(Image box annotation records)
________________________

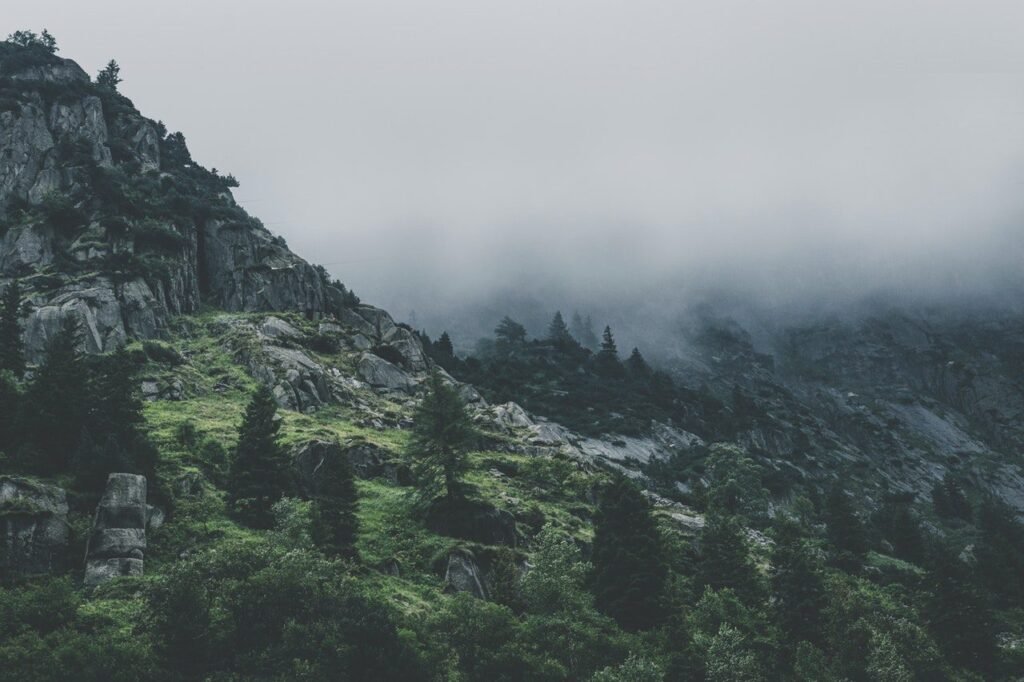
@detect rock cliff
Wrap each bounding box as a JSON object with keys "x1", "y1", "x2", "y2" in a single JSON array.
[
  {"x1": 85, "y1": 473, "x2": 150, "y2": 586},
  {"x1": 0, "y1": 44, "x2": 335, "y2": 359}
]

________________________

* [Exercise prompt] Put every line of the records above into a numbered list, skipping blank lines. Leave the pictures out of your list.

* [Solution to this exercise]
1. @detect rock cliff
2. Wrap each bounding box as a JSON object with keys "x1", "y1", "x2", "y2" in a single JSON array.
3. [
4.   {"x1": 85, "y1": 473, "x2": 150, "y2": 586},
5.   {"x1": 0, "y1": 44, "x2": 335, "y2": 359}
6. ]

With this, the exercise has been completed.